[Object position labeling entries]
>>>>

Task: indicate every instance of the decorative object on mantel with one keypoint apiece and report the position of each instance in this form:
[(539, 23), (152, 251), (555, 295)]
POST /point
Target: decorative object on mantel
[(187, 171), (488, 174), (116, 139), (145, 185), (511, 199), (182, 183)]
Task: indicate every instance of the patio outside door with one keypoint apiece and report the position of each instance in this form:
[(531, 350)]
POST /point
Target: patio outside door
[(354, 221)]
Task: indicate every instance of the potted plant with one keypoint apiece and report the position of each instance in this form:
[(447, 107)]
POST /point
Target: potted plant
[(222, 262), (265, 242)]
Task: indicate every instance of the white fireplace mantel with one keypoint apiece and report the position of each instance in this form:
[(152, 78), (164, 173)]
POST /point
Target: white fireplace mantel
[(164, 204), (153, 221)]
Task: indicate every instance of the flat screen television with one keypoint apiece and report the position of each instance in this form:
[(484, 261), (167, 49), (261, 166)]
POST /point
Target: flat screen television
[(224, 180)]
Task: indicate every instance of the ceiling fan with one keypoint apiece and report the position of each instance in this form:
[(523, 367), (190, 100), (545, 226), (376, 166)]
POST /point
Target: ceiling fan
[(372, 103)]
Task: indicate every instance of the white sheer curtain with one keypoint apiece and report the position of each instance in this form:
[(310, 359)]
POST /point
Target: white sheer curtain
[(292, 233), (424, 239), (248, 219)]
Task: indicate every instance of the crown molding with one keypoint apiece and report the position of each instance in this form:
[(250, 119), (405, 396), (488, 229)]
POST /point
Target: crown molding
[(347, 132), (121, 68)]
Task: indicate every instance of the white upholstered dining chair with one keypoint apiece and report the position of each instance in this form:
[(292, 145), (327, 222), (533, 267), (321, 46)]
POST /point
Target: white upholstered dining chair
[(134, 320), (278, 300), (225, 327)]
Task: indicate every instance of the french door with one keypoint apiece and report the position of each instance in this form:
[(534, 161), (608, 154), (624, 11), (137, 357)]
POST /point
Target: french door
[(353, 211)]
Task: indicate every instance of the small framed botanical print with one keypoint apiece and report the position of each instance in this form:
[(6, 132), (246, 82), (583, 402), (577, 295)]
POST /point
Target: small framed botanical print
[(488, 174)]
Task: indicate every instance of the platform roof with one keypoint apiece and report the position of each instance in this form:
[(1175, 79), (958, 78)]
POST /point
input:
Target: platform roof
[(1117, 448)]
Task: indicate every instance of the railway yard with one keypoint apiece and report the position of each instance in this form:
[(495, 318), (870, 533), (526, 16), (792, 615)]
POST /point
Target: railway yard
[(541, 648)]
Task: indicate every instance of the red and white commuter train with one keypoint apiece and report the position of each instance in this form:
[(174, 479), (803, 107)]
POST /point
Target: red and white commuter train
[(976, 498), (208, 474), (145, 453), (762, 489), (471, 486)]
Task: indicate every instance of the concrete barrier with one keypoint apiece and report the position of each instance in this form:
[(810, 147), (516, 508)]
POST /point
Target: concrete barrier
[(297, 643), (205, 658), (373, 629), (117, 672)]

<<<<

EXERCISE TASK: Give back the whole listing, word for word.

RESPONSE TO THIS TASK:
Task: indicate every instance of the decorative object on mantel with one keypoint apiece and report the position of each instance in this form:
[(539, 23), (152, 251), (555, 295)]
POST /point
Target: decorative object on mantel
[(187, 171), (488, 174), (116, 139), (145, 185), (511, 199), (182, 183)]
Task: indicate every instance of the patio outside door with one keypoint apiece and report the position of each instance in this form:
[(531, 350)]
POST /point
Target: patio outside door
[(354, 221)]
Task: indicate every instance of the potted plant with one keypoint apiece and report the position of each instance in this form:
[(447, 107)]
POST /point
Target: potted plant
[(222, 262), (265, 242)]
Task: indicate every instance of the white fireplace mantel with one keypoint apiece and report the position of each instance in this form:
[(152, 78), (164, 173)]
POST /point
Target: white fireplace mantel
[(164, 204), (153, 221)]
Task: indicate every instance of the flat screen television with one keypoint apiece and report the position of each instance in this form:
[(484, 261), (167, 49), (261, 166)]
POST /point
Target: flat screen television
[(224, 180)]
Task: indicate every instance of the ceiling fan with one keypoint apiece and report the position of each instance in this form:
[(523, 367), (190, 100), (545, 226), (376, 166)]
POST /point
Target: ceiling fan
[(372, 103)]
Task: indicate every instance of the white sheer curtain with one keypoint apiece and report the position of each instance in this form:
[(310, 359)]
POST /point
Target: white sheer curtain
[(292, 233), (424, 239), (248, 219)]
Task: indicate every instance of the crown molding with one keypoint apiece and report the position of each instance in this form:
[(250, 119), (405, 396), (488, 229)]
POST /point
Target: crown molding
[(347, 132), (121, 68)]
Task: indicate every instance of the white upholstered dining chair with one keypoint apiece and report the position of each instance in this form:
[(292, 145), (327, 222), (533, 267), (321, 46)]
POST /point
Target: white upholstered dining chair
[(134, 320), (278, 300), (225, 327)]
Task: indicate every instance of the french door with one keypoint apiece and report the position of each instance in this form:
[(534, 161), (608, 154), (624, 11), (137, 357)]
POST /point
Target: french door
[(353, 211)]
Task: indicate every instance of the small framed botanical print with one keypoint apiece and report the position of each instance in this form:
[(6, 132), (246, 82), (583, 402), (577, 295)]
POST /point
Target: small framed botanical print
[(488, 174)]
Task: indicate every instance of the platform roof with one keypoint apiece and report the position of each instance in this form:
[(1175, 79), (958, 78)]
POST /point
input:
Target: platform roof
[(1117, 448)]
Task: indicate every instance of the railway yard with one keypoint apiece and report the position of each instance in this form:
[(495, 318), (870, 533), (526, 16), (792, 615)]
POST /point
Target: railway yard
[(541, 648)]
Task: indicate every instance of the red and white commuter train with one keypoint apiece and report the position of each instance in this form:
[(174, 479), (803, 107)]
POST /point
Target: red and white commuter train
[(976, 498), (208, 474), (145, 453), (762, 489), (471, 486)]
Task: indicate every instance of the concrete barrier with one keypoint apiece and report the position of each instance in this form:
[(810, 147), (516, 508)]
POST /point
Target: concrete barrier
[(297, 643), (205, 658), (373, 629), (117, 672)]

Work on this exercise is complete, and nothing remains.